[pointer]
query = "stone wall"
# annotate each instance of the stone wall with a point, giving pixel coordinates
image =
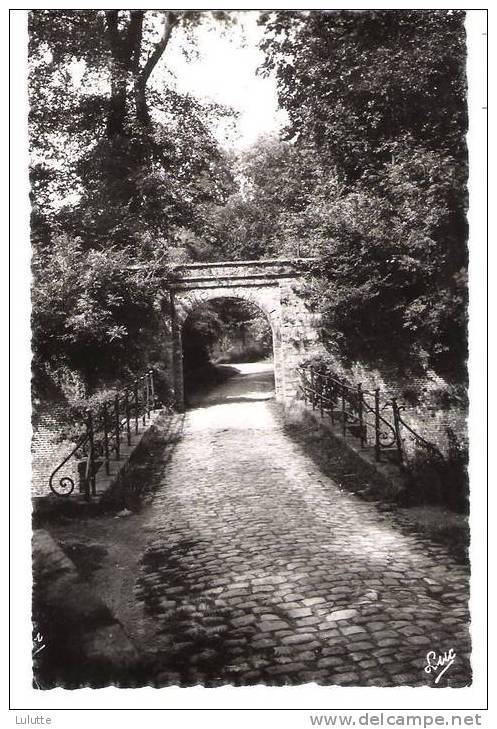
(272, 286)
(434, 408)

* **What you should do**
The answer must be a single number: how many lines above contain "stone".

* **Response area**
2